_About this exercise_
Nothing may be dropped or added when the entries below are copied.

_Data provided_
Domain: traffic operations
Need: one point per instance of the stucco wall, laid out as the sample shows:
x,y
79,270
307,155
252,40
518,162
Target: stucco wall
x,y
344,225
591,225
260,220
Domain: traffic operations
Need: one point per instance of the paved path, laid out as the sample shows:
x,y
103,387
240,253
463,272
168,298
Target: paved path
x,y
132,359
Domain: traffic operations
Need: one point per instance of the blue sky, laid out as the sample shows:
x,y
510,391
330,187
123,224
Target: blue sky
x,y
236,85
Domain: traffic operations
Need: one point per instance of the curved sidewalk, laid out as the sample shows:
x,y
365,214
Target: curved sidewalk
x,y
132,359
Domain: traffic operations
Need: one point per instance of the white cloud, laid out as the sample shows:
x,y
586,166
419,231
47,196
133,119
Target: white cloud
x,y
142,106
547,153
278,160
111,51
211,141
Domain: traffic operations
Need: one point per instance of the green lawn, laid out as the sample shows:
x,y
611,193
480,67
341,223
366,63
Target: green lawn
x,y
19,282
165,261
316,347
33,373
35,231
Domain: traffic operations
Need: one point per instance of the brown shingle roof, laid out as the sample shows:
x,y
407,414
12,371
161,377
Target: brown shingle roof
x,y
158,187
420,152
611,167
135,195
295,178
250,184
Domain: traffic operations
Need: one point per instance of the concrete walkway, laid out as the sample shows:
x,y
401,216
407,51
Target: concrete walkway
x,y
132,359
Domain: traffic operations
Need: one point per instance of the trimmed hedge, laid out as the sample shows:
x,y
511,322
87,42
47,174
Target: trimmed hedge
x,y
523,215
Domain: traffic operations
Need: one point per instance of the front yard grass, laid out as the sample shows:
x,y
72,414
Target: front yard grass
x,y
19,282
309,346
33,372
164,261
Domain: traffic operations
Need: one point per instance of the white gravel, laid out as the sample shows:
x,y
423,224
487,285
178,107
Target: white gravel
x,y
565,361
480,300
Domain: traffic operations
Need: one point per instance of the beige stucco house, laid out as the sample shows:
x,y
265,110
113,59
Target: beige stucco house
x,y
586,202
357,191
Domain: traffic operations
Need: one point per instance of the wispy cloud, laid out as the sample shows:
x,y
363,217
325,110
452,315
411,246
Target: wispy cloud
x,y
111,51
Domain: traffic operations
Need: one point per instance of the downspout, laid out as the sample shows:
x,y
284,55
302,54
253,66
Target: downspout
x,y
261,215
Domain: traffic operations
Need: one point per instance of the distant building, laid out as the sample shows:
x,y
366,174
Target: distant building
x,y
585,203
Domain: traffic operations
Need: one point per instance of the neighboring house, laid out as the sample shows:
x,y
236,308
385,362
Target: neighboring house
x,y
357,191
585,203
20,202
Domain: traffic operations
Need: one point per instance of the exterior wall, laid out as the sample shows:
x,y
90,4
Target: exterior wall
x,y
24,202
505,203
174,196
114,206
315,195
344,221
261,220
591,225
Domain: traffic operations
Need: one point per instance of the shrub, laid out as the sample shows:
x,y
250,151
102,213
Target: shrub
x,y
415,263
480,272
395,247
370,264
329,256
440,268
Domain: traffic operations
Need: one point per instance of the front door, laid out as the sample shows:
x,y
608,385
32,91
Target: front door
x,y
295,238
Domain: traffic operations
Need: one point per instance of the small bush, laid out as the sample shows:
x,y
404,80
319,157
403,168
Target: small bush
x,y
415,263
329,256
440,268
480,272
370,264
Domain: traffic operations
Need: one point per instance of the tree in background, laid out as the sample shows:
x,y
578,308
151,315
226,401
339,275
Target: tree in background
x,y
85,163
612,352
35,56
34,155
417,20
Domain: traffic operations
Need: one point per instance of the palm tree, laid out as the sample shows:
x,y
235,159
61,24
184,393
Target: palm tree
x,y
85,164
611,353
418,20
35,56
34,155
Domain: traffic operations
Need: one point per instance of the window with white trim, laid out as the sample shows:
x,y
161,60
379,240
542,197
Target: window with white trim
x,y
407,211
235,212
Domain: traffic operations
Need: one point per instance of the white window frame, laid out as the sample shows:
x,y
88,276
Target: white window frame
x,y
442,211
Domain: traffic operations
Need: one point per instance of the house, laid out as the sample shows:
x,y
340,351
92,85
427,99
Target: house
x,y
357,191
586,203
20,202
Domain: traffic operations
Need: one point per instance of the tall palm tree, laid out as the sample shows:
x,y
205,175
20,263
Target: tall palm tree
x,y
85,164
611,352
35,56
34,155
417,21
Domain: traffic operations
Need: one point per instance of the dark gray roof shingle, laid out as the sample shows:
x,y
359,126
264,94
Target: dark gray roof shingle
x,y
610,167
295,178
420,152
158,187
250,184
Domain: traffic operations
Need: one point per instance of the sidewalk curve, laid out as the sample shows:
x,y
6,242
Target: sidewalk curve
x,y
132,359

_Solved problem_
Domain: traffic operations
Need: one point per instance of the stucco wall, laid out as the sample shows:
x,y
79,270
307,155
252,40
518,162
Target: stucco wall
x,y
344,225
591,225
260,220
Domain: traffic operations
Need: one point per instance of the paved path, laid out as the sample shows:
x,y
103,387
240,253
463,272
168,298
Target: paved path
x,y
132,359
Domain: traffic operations
Need: one point per instance of the blue sky, laid out as the sample shows:
x,y
510,391
330,187
123,224
Target: blue sky
x,y
236,85
Domain: traffic operations
Need: one point per instance of the curved sidewalk, laid out as the sample shows:
x,y
365,214
Target: curved sidewalk
x,y
132,359
Domain: traffic operations
Need: one point per instance of the white cloud, laid out as the sample shows:
x,y
586,166
419,231
47,196
133,119
Target: white cloud
x,y
142,106
547,153
278,160
111,51
211,141
Domain: traffic operations
Need: one point per instance of the green lawn, laid out as the sample shows:
x,y
611,193
480,67
341,223
366,63
Target: green lawn
x,y
19,282
165,261
316,347
33,373
35,231
Domain: traffic operations
Need: one point per instance of the brown shingle roof, laid out as the sample shows:
x,y
407,414
12,371
161,377
Target: brown shingle roof
x,y
158,187
420,152
611,167
135,195
295,178
250,184
Domain: traffic operations
Need: one point per instance of the concrete walkway, laid out as the sample shows:
x,y
401,216
407,51
Target: concrete walkway
x,y
132,359
Domain: traffic operations
Need: one point per instance of the trimmed hedge, laid out as the sample shows:
x,y
511,322
87,42
47,174
Target: trimmed hedge
x,y
523,215
Domain: traffic operations
Need: one point per instance of the front yard grass, laid out as the sample shows:
x,y
72,414
Target: front yard grass
x,y
19,282
309,346
33,372
164,261
Domain: traffic operations
Need: one point per instance of the white gravel, laid out as the sample shows:
x,y
423,224
487,285
178,107
Target: white gravel
x,y
565,361
480,300
Domain: traffic operations
Need: one point per instance of the beige stucco house, laid out as the sample shows:
x,y
265,110
113,59
Target: beige stucco house
x,y
586,202
357,191
Domain: traffic operations
Need: one point per instance of the wispy cloud, laid out as the sample shows:
x,y
363,217
325,110
452,315
411,246
Target: wispy cloud
x,y
111,51
Domain: traffic operations
Need: one point per instance of the downspout, laid out as the sample shows:
x,y
284,55
302,54
253,66
Target: downspout
x,y
261,215
Domain: traffic operations
Need: one point per instance of the distant building, laid out as the sample shows:
x,y
366,174
Target: distant building
x,y
585,203
Domain: traffic operations
Need: one point per instance of the neighboring house, laid out as the sample shows:
x,y
236,308
385,362
Target: neighboring house
x,y
357,191
585,203
20,202
Domain: traffic operations
Need: one point per instance of the exterior wall, laid out as the sample shows:
x,y
90,4
Target: exterior wall
x,y
24,202
505,203
174,196
114,206
315,195
344,221
261,220
591,225
Domain: traffic operations
Need: one point per instance of the shrub, laid out as the sample shows:
x,y
250,151
102,213
Target: shrub
x,y
415,263
480,272
395,247
370,264
329,256
440,268
Domain: traffic operations
Need: one point per instance of the front door, laid out as the sample shows:
x,y
608,385
32,91
Target: front door
x,y
295,238
Domain: traffic operations
Need: one point per instance of the small bush, laid out as the sample shows:
x,y
404,80
319,157
403,168
Target: small bush
x,y
415,263
329,256
440,268
480,272
370,264
Domain: traffic operations
Need: one point per instance of the tree in background, laid out as the sample shows:
x,y
578,308
151,315
226,401
339,275
Target: tree in background
x,y
85,163
612,352
35,56
34,155
417,20
Domain: traffic operations
Need: one point per instance of the palm tree, laid out as the sample shows:
x,y
235,159
61,24
184,393
Target: palm tree
x,y
85,164
611,353
418,20
35,56
34,155
Domain: traffic operations
Need: one point per instance of the window with white trim, laid out as the sample shows:
x,y
161,60
379,240
542,197
Target: window with white trim
x,y
407,211
235,212
Domain: traffic operations
Need: one point per instance of the white window frame, laid out as the sample shows:
x,y
88,276
Target: white window frame
x,y
442,211
Domain: traffic operations
Need: one point per instance of the house, laid out as the sample shows:
x,y
340,351
92,85
427,99
Target: house
x,y
357,191
586,203
20,202
Domain: traffic operations
Need: one point per instance of the tall palm tree, laid out as the sample shows:
x,y
205,175
20,263
Target: tall palm tree
x,y
85,164
611,352
35,56
34,155
417,21
Domain: traffic operations
Need: one point per instance of the dark gray roof shingle, laid out as the sample shows:
x,y
359,126
264,94
Target: dark gray roof shingle
x,y
610,167
295,178
420,152
158,187
250,184
Domain: traffic operations
Need: one point per instance of the sidewalk curve, laid out as the sample shows:
x,y
6,242
Target: sidewalk curve
x,y
132,359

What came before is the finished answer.